WHAT IS EXPECTED »
For this exercise, retype all the data exactly and exclude every image.

+--

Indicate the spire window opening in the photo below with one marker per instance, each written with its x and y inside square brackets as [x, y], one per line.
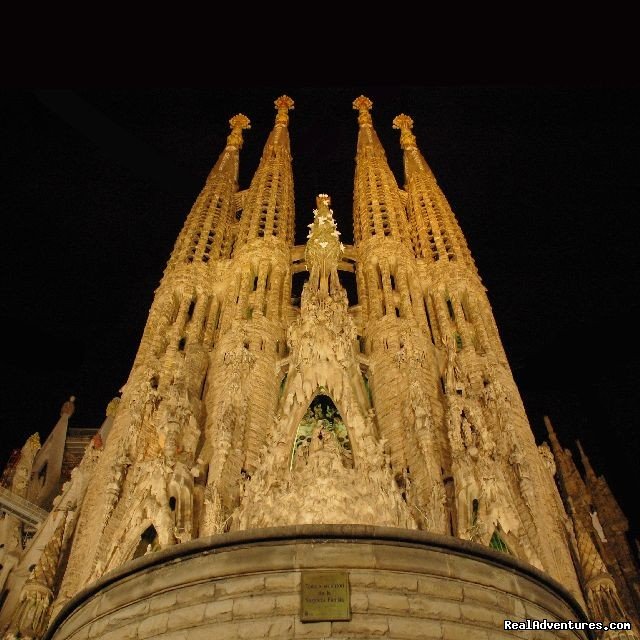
[452, 315]
[42, 474]
[426, 312]
[497, 542]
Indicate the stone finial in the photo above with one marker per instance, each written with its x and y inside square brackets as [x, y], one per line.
[68, 407]
[363, 105]
[405, 124]
[283, 104]
[237, 123]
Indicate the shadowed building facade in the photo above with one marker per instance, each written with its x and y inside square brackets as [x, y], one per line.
[260, 443]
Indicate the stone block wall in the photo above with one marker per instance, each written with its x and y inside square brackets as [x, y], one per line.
[246, 586]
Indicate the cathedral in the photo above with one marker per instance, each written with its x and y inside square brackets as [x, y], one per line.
[283, 466]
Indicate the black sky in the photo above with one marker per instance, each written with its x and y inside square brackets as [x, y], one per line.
[544, 181]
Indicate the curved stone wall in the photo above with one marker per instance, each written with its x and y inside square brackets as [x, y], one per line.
[246, 585]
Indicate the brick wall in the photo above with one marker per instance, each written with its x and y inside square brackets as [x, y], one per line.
[246, 585]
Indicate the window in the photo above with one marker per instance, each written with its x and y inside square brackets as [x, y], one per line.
[450, 309]
[498, 543]
[42, 474]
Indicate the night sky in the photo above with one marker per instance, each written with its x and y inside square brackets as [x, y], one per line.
[544, 181]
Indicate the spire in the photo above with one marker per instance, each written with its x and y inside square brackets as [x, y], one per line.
[588, 469]
[206, 233]
[269, 206]
[436, 233]
[600, 589]
[377, 206]
[570, 480]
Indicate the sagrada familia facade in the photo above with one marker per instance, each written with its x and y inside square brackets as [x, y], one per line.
[261, 439]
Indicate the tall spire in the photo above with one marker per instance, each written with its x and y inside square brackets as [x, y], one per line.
[269, 206]
[206, 232]
[436, 233]
[377, 206]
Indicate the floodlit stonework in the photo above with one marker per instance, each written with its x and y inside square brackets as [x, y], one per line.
[260, 436]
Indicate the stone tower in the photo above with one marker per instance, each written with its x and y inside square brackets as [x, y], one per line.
[261, 448]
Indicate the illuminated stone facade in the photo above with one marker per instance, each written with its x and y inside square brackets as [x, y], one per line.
[245, 411]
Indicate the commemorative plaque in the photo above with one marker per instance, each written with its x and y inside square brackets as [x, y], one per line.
[325, 596]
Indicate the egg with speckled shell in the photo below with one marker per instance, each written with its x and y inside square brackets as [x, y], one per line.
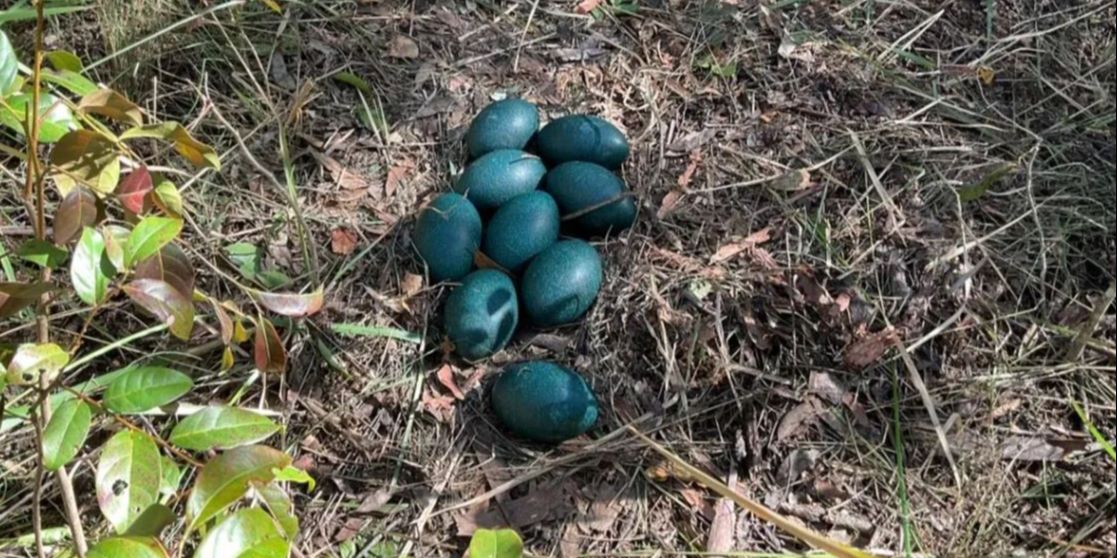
[561, 284]
[447, 234]
[481, 314]
[543, 402]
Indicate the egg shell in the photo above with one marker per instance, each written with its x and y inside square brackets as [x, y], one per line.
[578, 185]
[498, 176]
[582, 137]
[561, 284]
[521, 229]
[481, 314]
[543, 401]
[447, 234]
[507, 124]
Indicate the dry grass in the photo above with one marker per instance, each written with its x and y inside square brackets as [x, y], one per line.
[725, 362]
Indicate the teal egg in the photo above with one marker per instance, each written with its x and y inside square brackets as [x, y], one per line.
[506, 124]
[561, 284]
[578, 186]
[521, 229]
[543, 401]
[481, 314]
[582, 137]
[447, 234]
[498, 176]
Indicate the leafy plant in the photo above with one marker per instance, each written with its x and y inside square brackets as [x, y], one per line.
[117, 236]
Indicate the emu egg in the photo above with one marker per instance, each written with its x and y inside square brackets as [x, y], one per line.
[521, 229]
[583, 137]
[506, 124]
[447, 234]
[578, 185]
[498, 176]
[544, 402]
[561, 284]
[481, 314]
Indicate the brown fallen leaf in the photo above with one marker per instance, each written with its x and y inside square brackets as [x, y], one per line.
[445, 376]
[588, 6]
[799, 417]
[342, 241]
[402, 46]
[869, 349]
[731, 250]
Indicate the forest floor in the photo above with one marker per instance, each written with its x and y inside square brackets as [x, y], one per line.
[870, 279]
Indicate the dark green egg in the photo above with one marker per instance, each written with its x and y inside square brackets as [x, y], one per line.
[506, 124]
[481, 314]
[561, 284]
[543, 401]
[578, 186]
[447, 234]
[582, 137]
[498, 176]
[521, 229]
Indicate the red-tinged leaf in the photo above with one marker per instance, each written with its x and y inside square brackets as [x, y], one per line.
[163, 300]
[289, 304]
[113, 105]
[77, 211]
[270, 356]
[17, 296]
[225, 321]
[133, 189]
[88, 159]
[170, 265]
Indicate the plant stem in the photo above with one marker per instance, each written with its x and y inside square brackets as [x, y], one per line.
[36, 182]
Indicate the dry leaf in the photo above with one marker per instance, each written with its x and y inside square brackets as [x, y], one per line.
[670, 201]
[799, 417]
[688, 174]
[588, 6]
[731, 250]
[445, 376]
[402, 46]
[870, 349]
[342, 241]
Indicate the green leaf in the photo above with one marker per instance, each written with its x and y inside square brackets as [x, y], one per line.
[9, 65]
[65, 60]
[152, 233]
[17, 296]
[297, 475]
[152, 521]
[278, 503]
[127, 547]
[34, 362]
[247, 534]
[69, 80]
[79, 209]
[65, 434]
[43, 253]
[226, 479]
[112, 104]
[129, 477]
[55, 117]
[220, 427]
[502, 544]
[163, 300]
[91, 269]
[170, 265]
[193, 151]
[145, 387]
[359, 330]
[86, 157]
[974, 192]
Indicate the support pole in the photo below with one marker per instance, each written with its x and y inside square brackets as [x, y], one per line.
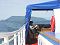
[6, 40]
[18, 38]
[15, 39]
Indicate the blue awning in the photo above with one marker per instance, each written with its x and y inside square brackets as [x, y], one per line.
[42, 6]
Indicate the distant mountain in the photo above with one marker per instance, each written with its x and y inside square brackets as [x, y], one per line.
[15, 22]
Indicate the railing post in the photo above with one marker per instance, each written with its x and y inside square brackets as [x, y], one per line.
[6, 40]
[18, 38]
[24, 35]
[21, 37]
[39, 41]
[15, 39]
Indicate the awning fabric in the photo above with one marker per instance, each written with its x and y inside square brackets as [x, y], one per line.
[42, 6]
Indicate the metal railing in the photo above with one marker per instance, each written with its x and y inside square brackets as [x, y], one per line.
[18, 37]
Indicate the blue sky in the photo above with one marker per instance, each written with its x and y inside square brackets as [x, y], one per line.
[10, 8]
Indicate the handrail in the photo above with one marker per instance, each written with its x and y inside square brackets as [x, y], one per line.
[20, 32]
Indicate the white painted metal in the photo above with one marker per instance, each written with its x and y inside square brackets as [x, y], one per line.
[6, 40]
[43, 41]
[19, 33]
[18, 38]
[15, 39]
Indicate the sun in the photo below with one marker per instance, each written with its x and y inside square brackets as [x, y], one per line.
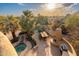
[51, 6]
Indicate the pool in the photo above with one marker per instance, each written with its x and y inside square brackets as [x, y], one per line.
[20, 47]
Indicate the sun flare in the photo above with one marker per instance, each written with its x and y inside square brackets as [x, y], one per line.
[51, 6]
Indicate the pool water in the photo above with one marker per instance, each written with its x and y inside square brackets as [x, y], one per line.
[20, 47]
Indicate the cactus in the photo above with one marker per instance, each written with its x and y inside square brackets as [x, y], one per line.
[6, 48]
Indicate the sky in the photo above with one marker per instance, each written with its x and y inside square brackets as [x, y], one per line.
[46, 9]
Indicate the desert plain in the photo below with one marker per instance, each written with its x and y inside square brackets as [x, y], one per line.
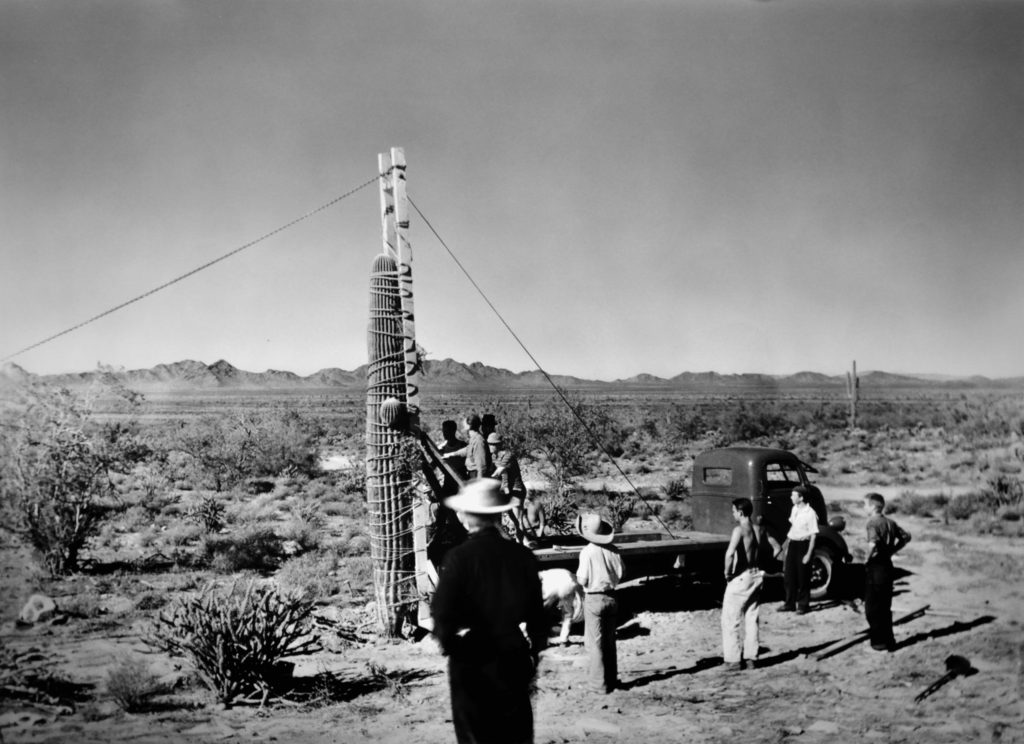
[947, 460]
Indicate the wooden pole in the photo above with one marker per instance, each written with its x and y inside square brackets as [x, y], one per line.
[387, 486]
[421, 499]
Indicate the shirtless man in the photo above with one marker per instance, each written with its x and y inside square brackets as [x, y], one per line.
[742, 593]
[532, 518]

+--

SOLUTION »
Indicate the spire window opening in the photo below with one marker per instance, each written with its x and y inside square brackets as [x, y], one per line.
[452, 315]
[42, 474]
[426, 312]
[497, 542]
Indicate the stone finial in the photo above with one marker per instance, each written with its x and y inside square brackets as [x, y], one per line.
[68, 407]
[363, 105]
[405, 124]
[283, 104]
[237, 123]
Indicate the shadowed building facade in the photo above with one marker per instance, each written with its x and y inside square brackets as [x, y], one per line.
[260, 443]
Indicate the stone block wall in the photo above with one marker per instance, each written with its x and y inside square brackets as [x, y], one per line.
[246, 586]
Indicate the cathedral in the photo above with one marker per instance, each written with its x and y inside square brackets as [x, y], one per line.
[283, 466]
Indicate the black sky in the photo above with one marker per instance, each written with its x and y inside square brackets as [x, y], one per line.
[544, 181]
Indicate the curved stone wall in the photo above with one marker per instance, each written with its x and y inside square brackets as [x, y], one per line.
[246, 585]
Indicate the brick wall in the photo above with one marker per instance, each written with its x and y inside square brackets as [x, y], one per line.
[246, 585]
Indicate the window in the photo above with one marker per instance, each written with its x and y inside square brackets as [x, y], one per line.
[450, 309]
[498, 543]
[42, 474]
Indicate the night sky in the photo above with one marker per instance, each written with its x and y inside square brackets as [x, y], one per line.
[544, 181]
Indicate the spire in the photo above with one marker per instance, each written with its x and y inside square brackets as [x, y], one per line.
[588, 469]
[206, 233]
[269, 206]
[436, 233]
[600, 589]
[377, 206]
[570, 480]
Indicate the sagrada familia facade in the photo above with one marker per instance, each written with its x and y inside square brackets as [x, y], one per line.
[261, 439]
Indicate the tall spire in the photo above with one marker per instance, each written with its x and y inside square brackets as [x, y], one per line.
[269, 206]
[206, 232]
[436, 233]
[377, 206]
Indicate the floodlit stonework in the photo above with one marker per instance, each written with its x and y inside square brackets as [x, y], one per line.
[260, 436]
Indicate the stone tower in the photo above with one marker per instance, each written with its x and y inside square brackets as [x, y], one per line.
[261, 448]
Indicate the illuminated stone facade in the photo above with one marker per instance, each written with its x and y inside square brackets as [x, y], one per line.
[245, 411]
Indicate the commemorative plaque in the photo above with one marker per instance, each written with its x and y inside square brackets as [x, y], one per line.
[325, 596]
Indicate the egg with speckled shell in the photo below with one marker per instance, each written with its x and y inside square brackets as [x, y], one per line.
[561, 284]
[447, 234]
[481, 314]
[543, 402]
Indicate the egg shell in the photo above with one marker per instance, each written with its x and y inside square brackets as [x, y], one per line.
[578, 185]
[498, 176]
[582, 137]
[561, 284]
[521, 229]
[481, 314]
[543, 401]
[447, 234]
[507, 124]
Indicate the dry grass in the photo above with one marker per instance, each written with its x and y inside square brackets as [x, y], one per line.
[725, 362]
Indicate the teal egg in the photo above with one marker per instance, each written with its x and y inside square brackets as [x, y], one per line.
[506, 124]
[561, 284]
[578, 186]
[521, 229]
[543, 401]
[481, 314]
[582, 137]
[447, 234]
[498, 176]
Indicate the leafy plant in the photo above with one marker per instance, each written with its x and y inside square brackets as [x, y], one per line.
[117, 236]
Indicate the emu egg in the photo above with one marker per instance, each written with its x and y inside square brackets as [x, y], one per line.
[521, 229]
[583, 137]
[506, 124]
[447, 234]
[578, 185]
[498, 176]
[544, 402]
[561, 284]
[481, 314]
Indicate the brown fallen leaf in the photo above with one marker per instance, each written with its x and y inside square brackets as [x, y], one per line.
[445, 376]
[588, 6]
[799, 417]
[342, 241]
[402, 46]
[869, 349]
[731, 250]
Indicate the forest floor in the photo above with one marker per instance, each written with its x and y inside square brackets as [x, y], one per line.
[870, 279]
Indicate the dark green egg in the photo above with one marker per instance, each written with its x and y inside square brackets as [x, y], one per line.
[506, 124]
[481, 314]
[561, 284]
[543, 401]
[578, 186]
[447, 234]
[582, 137]
[498, 176]
[521, 229]
Indicate the red-tinged leaf in the photo above with one marker per instance, each written with its x and y inside square brackets as [x, y], one per line.
[163, 300]
[289, 304]
[113, 105]
[77, 211]
[270, 356]
[17, 296]
[225, 321]
[133, 189]
[88, 159]
[170, 265]
Indicate the plant stem in the photo above with one marker per instance, each written with its x and y inside square brackets as [x, y], one per line.
[36, 182]
Indicate the dry leaf in the photo above with one marker per instance, each written with its x and y inside square brackets as [x, y], one per line.
[670, 201]
[799, 417]
[688, 174]
[588, 6]
[731, 250]
[445, 376]
[402, 46]
[870, 349]
[342, 241]
Indicate the green leaf in the photo above with one marker per instance, each written with its x and y inside square brackets as [x, y], one per line.
[9, 65]
[65, 60]
[152, 233]
[17, 296]
[297, 475]
[152, 521]
[278, 503]
[127, 547]
[34, 362]
[247, 534]
[69, 80]
[79, 209]
[65, 434]
[43, 253]
[226, 479]
[112, 104]
[129, 477]
[55, 117]
[220, 427]
[502, 544]
[163, 300]
[91, 269]
[170, 265]
[193, 151]
[145, 387]
[359, 330]
[86, 157]
[974, 192]
Indicate the support pole in the photo below with one marker per instance, each written with its x and y inside square brackets as [x, y], one per line.
[6, 40]
[18, 38]
[15, 39]
Indicate the blue awning in the photo above with one marker per instance, each written with its x and y inside square brackets as [x, y], one per line.
[42, 6]
Indicate the distant mountain in the photo above with one marker per instance, each written with its x and y inside square brackets as [x, y], one per line.
[15, 22]
Indicate the railing post in the photo above with one marker per instance, each written with its x and y inside square brackets as [x, y], one per line.
[6, 40]
[18, 38]
[24, 35]
[21, 37]
[39, 41]
[15, 39]
Indicate the awning fabric in the photo above with one marker per instance, each written with its x and y inside square brackets as [x, y], one per line.
[42, 6]
Indicate the metal railing in the photo above with one marker per instance, each written with its x and y inside square brackets as [x, y], one per line.
[18, 37]
Indicate the blue sky in the photo above with one marker per instance, each written with its x and y inside square brackets as [x, y], one per line.
[10, 8]
Indicate the handrail in the photo above with one marker per instance, each written with its x and y inside square brackets as [x, y], one per line.
[20, 32]
Indicate the white painted metal in the photo above with one marker per instance, each written with its x and y inside square brackets as [x, y], one per line.
[6, 40]
[43, 41]
[19, 33]
[18, 38]
[15, 39]
Indicate the sun in the photo below with one marker per instance, each written with its x and y inside square brackets as [x, y], one per line.
[51, 6]
Indicate the pool in the photo above with one marker per instance, each written with its x and y inside square brackets as [x, y], one per line.
[20, 47]
Indicate the sun flare in the photo above with one marker per instance, each written with its x and y inside square brackets as [x, y], one per line.
[51, 6]
Indicate the pool water in the photo above with one marker per instance, each written with its x and y inside square brackets as [x, y], one per line.
[20, 47]
Indicate the cactus in the photo above with one marker per instance, each written with its x and y inside square brackets as [x, y], one per line.
[6, 48]
Indicate the sky in the photo above with one marker per instance, each written with its x and y inside square brackets as [x, y], one per line.
[46, 9]
Indicate the desert plain in the photo below with one marker per instance, each written with its x and y inside square brackets as [x, y], one per line.
[947, 460]
Indicate the wooden pole in the photo above with one marker per instance, each written with its x and y inside square brackets as [x, y], one per line.
[387, 486]
[421, 499]
Indicate the shirtless man in the photo above with one marker per instance, each written with its x and y inside square brackets as [x, y], one per line.
[742, 593]
[532, 518]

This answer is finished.